*Goal:* Exactly reproduce the lines that follow.
──────── Data provided ────────
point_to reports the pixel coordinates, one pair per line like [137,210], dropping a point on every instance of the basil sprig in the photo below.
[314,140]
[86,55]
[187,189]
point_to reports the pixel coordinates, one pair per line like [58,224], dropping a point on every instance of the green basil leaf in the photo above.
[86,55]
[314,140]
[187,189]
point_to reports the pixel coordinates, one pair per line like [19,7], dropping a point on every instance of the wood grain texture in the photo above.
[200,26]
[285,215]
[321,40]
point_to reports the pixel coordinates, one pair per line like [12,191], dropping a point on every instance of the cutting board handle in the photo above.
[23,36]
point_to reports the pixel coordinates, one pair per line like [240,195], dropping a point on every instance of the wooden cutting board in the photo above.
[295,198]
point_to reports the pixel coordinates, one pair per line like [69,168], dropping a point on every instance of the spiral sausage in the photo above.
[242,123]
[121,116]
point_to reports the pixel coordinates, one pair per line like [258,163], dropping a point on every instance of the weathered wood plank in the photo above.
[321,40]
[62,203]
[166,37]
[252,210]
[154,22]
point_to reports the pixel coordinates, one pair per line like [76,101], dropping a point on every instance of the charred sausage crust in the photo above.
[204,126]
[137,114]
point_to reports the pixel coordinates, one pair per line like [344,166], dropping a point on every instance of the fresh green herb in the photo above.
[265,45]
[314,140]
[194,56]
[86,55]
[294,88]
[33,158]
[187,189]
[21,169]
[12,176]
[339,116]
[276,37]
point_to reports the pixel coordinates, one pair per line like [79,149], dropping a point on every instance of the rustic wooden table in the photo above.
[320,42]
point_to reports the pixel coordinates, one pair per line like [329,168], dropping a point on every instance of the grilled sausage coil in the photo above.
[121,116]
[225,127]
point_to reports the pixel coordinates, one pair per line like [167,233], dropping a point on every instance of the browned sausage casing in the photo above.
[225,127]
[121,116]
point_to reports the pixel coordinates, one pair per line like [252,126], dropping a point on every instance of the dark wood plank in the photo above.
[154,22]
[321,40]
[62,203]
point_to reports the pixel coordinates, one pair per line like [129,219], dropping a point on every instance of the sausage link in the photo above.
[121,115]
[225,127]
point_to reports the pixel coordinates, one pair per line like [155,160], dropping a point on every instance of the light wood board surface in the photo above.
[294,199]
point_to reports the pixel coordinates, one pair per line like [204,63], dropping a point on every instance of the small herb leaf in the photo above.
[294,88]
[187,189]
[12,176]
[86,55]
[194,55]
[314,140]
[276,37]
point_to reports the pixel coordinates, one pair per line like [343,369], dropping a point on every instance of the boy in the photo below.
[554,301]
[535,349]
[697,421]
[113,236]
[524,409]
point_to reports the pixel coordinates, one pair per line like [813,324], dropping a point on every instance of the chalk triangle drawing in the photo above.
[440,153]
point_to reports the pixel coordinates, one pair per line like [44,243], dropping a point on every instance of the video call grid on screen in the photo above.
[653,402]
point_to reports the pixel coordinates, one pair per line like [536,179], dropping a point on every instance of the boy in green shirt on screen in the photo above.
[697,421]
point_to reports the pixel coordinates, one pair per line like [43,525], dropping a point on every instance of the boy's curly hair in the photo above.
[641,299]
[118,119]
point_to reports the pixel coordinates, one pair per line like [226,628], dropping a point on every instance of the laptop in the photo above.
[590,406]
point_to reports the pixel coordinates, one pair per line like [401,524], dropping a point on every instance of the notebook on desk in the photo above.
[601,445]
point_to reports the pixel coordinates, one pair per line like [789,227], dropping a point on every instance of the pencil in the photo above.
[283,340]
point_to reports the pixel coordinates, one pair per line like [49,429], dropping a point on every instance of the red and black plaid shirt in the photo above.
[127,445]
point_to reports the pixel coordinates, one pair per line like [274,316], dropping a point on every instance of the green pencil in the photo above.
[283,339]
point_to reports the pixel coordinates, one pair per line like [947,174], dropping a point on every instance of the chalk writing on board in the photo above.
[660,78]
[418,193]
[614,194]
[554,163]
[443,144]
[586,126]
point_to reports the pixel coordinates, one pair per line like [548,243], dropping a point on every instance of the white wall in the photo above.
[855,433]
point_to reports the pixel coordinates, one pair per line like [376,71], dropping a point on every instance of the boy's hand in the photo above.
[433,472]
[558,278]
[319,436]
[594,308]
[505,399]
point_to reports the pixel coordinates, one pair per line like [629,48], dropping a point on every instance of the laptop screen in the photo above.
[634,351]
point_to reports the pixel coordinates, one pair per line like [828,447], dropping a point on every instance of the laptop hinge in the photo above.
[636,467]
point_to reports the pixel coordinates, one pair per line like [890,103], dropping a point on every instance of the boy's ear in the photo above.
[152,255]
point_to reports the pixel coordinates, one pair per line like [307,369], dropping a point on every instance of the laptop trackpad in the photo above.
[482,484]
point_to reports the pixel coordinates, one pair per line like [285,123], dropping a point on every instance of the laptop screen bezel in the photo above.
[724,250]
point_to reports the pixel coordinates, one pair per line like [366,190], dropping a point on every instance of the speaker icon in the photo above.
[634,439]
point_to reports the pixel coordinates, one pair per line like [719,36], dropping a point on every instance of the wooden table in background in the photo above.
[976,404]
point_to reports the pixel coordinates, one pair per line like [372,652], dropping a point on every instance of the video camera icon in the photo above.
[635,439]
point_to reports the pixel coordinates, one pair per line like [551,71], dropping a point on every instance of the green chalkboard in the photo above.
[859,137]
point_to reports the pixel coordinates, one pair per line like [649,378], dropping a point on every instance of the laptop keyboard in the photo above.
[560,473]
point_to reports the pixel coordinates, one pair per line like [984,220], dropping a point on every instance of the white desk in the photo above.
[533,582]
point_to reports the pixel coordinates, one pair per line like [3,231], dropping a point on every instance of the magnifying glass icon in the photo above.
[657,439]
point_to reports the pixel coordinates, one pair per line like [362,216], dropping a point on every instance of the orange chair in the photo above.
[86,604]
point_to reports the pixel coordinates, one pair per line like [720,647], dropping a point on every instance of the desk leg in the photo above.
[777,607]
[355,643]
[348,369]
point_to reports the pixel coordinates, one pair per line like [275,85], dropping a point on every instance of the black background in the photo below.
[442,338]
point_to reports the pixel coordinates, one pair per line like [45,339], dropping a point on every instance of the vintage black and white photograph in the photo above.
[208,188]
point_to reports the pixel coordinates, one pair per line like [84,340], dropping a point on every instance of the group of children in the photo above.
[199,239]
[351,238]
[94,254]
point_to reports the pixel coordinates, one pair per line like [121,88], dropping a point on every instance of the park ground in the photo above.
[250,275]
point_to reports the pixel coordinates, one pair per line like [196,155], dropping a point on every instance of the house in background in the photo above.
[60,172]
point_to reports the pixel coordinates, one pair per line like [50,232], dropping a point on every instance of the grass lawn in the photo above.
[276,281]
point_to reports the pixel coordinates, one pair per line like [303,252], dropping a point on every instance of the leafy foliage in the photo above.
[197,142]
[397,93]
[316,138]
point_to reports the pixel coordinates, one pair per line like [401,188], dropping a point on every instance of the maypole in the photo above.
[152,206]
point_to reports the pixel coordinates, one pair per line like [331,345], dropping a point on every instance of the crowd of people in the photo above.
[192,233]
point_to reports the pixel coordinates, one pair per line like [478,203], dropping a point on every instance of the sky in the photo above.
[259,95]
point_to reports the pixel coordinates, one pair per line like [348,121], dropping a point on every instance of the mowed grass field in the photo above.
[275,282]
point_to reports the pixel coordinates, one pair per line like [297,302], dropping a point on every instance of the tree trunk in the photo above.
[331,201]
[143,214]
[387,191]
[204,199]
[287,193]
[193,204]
────────
*Reply to the exercise:*
point_to reports the pixel coordinates, one pair per line like [137,210], dropping a point on every instance of the basil sprig in the photo below.
[314,140]
[86,55]
[187,189]
point_to reports the pixel coordinates, one pair per line like [58,224], dropping a point on every instance of the green basil leaf in the photo above.
[86,55]
[314,140]
[187,189]
point_to reports the pixel coordinates, one pair per line like [19,7], dropping a point on every instance of the wood grain texture in the photo above.
[200,26]
[285,215]
[321,40]
point_to reports the pixel coordinates, one pair per line like [12,191], dropping a point on every instance of the cutting board handle in the photo above.
[23,36]
point_to reports the pixel coordinates, one pair per line like [240,195], dropping a point on every instance of the wooden cutting board in the photo above.
[295,198]
point_to reports the pixel coordinates, one pair per line like [69,168], dropping a point on every instance of the spiral sausage in the photo above.
[242,123]
[121,116]
point_to reports the pixel coordinates, one pair per line like [258,163], dropping a point on every instance of the weathered wood plank in the photo above.
[321,40]
[62,203]
[166,37]
[252,210]
[154,22]
point_to reports the pixel coordinates, one pair per line like [76,101], dropping a point on every instance of the charred sausage crust in the photo above.
[204,126]
[137,114]
point_to reports the pixel coordinates, one pair per line like [344,166], dropping a point on every instance of the fresh green herb in the photo above.
[265,45]
[314,140]
[194,56]
[86,55]
[294,88]
[33,158]
[187,189]
[21,169]
[12,176]
[339,116]
[276,37]
point_to reports the pixel coordinates, one pair per line like [79,149], dropping a point on every instance of the rustic wooden table in the photo above.
[320,42]
point_to reports the pixel coordinates, one pair per line like [329,168], dropping a point on every instance of the grilled sausage coil in the photo above.
[121,116]
[225,127]
point_to reports the pixel coordinates, one pair per line like [167,233], dropping a point on every instance of the browned sausage casing in the photo above.
[225,127]
[121,116]
point_to reports the pixel coordinates, one pair per line like [252,126], dropping a point on every instance of the dark wood plank in the photo above.
[154,22]
[321,40]
[62,203]
point_to reports the pixel coordinates, one pair per line like [129,219], dropping a point on every instance of the sausage link in the photo above.
[121,115]
[225,127]
point_to reports the pixel coordinates, one pair per line like [155,160], dropping a point on every instance of the light wood board surface in the photo above.
[294,199]
point_to reports the pixel coordinates, one pair per line like [204,63], dropping a point on every instance of the small herb leaf in the photo above.
[294,88]
[187,189]
[12,176]
[86,55]
[194,55]
[314,140]
[276,37]
point_to reports the pixel coordinates, one pair per line like [343,369], dropping a point on every instance of the boy in the photo below.
[554,301]
[535,349]
[697,421]
[113,236]
[524,409]
point_to reports the pixel coordinates, one pair per line like [813,324], dropping a point on every instance of the chalk triangle drawing in the photo above.
[440,153]
point_to reports the pixel coordinates, one pair per line like [44,243], dropping a point on every instance of the video call grid on screen in the photo above.
[653,402]
point_to reports the pixel coordinates, one pair per line like [536,179], dropping a point on every instance of the boy in green shirt on screen in the photo above.
[697,421]
point_to reports the pixel coordinates, one pair per line like [43,525], dropping a point on every instance of the boy's curly hair in the photo above.
[641,299]
[118,119]
point_to reports the pixel coordinates, one pair per line like [226,628], dropping a point on every instance of the laptop in the photo above.
[590,406]
point_to reports the pixel coordinates, one pair per line like [401,524], dropping a point on every instance of the notebook on desk in the photo above.
[601,445]
point_to reports the pixel coordinates, one pair per line like [789,227], dropping a point on every instance of the pencil in the photo above.
[283,340]
point_to reports the pixel coordinates, one pair per line like [49,429], dropping a point on every instance of the red and black plaid shirt in the photo above.
[127,445]
point_to reports the pixel coordinates, one pair per line like [274,316], dropping a point on every instance of the green pencil in the photo above.
[283,339]
point_to reports the pixel coordinates, one pair per line like [947,174], dropping a point on every instance of the chalk writing on board in the photo above.
[660,78]
[418,193]
[614,194]
[554,163]
[443,144]
[586,126]
point_to reports the pixel coordinates, one pair per line like [548,243], dropping a point on every instance of the white wall in the photo above.
[855,433]
point_to reports the pixel coordinates, one pair per line like [376,71], dropping a point on every instance of the boy's hand in the photo above.
[433,472]
[558,278]
[319,436]
[594,308]
[505,399]
point_to reports the pixel coordinates, one pair per line like [629,48], dropping a point on every instance of the laptop screen in the photo above.
[634,351]
point_to reports the pixel coordinates, one pair per line like [828,447], dropping a point on every instance of the laptop hinge in the photo above.
[636,467]
point_to reports the pixel coordinates, one pair per line like [890,103], dropping a point on every instance of the boy's ear in the photo above.
[152,255]
point_to reports the pixel coordinates, one pair per line like [307,369], dropping a point on every instance of the laptop trackpad in the photo above.
[482,484]
point_to reports the pixel coordinates, one pair per line like [285,123], dropping a point on every instance of the laptop screen bezel in the photo above.
[724,250]
point_to reports the pixel coordinates, one pair per line like [366,190], dropping a point on every instance of the speaker icon in the photo above.
[634,439]
point_to reports the pixel coordinates, one pair per line like [719,36], dropping a point on every instance of the wooden table in background in the photo above.
[976,404]
point_to reports the pixel coordinates, one pair per line like [372,652], dropping a point on every instance of the video camera icon in the photo above.
[635,439]
point_to reports the pixel coordinates, one pair per line like [551,71], dropping a point on every instance of the green chalkboard in the photo above.
[859,137]
point_to reports the pixel coordinates, one pair per line like [649,378], dropping a point on every instance of the laptop keyboard in the photo above.
[560,473]
point_to reports the pixel coordinates, one pair per line like [984,220], dropping a point on every instance of the white desk in the photo above.
[533,582]
point_to reports the pixel coordinates, one pair per line like [3,231], dropping a point on every instance of the magnifying glass icon in the photo above.
[657,439]
point_to reports the pixel coordinates, one pair per line like [362,216], dropping a point on every instance of the orange chair in the photo above.
[86,604]
point_to reports the pixel coordinates, one pair per line like [720,647], dropping a point on every instance of the desk leg in the photo above.
[777,607]
[355,643]
[348,369]
point_to reports the pixel coordinates, one pair per line like [275,85], dropping a point on every instance of the black background in the photo below.
[442,338]
point_to reports the pixel coordinates, one pair per line like [45,339], dropping a point on every instance of the vintage black and white photograph in the photo above.
[208,188]
point_to reports the pixel coordinates, one pair per line like [84,340], dropping a point on every instance of the group of children in the photo above.
[199,239]
[351,238]
[94,254]
point_to reports the pixel coordinates, one pair per line like [121,88], dropping a point on every instance of the park ground in the photo above.
[250,275]
point_to reports the pixel coordinates, one pair per line like [196,155], dropping a point on every instance of the house in background in the photo above.
[60,172]
point_to reports the pixel coordinates, one pair per line like [50,232], dropping a point on every instance of the grass lawn in the photo above.
[276,281]
point_to reports the pixel coordinates, one pair per line like [303,252], dropping a point on every instance of the leafy foliage in the photo above.
[197,142]
[397,93]
[316,138]
point_to reports the pixel coordinates, one pair per line like [401,188], dropping a point on every instance of the maypole in the photo above.
[152,206]
point_to reports the pixel coordinates, one pair per line like [331,345], dropping a point on every instance of the crowd of people in the photo above.
[192,233]
point_to reports the pixel coordinates, one pair per line like [478,203], dropping a point on every instance of the sky in the photo above.
[259,95]
point_to reports the pixel coordinates, one pair per line like [348,121], dropping a point on every instance of the mowed grass field in the photo above.
[275,282]
point_to reports the pixel coordinates, one pair per line like [297,302], dropping a point on every instance of the tree trunk in the photo above.
[331,201]
[143,214]
[387,191]
[204,199]
[287,193]
[193,204]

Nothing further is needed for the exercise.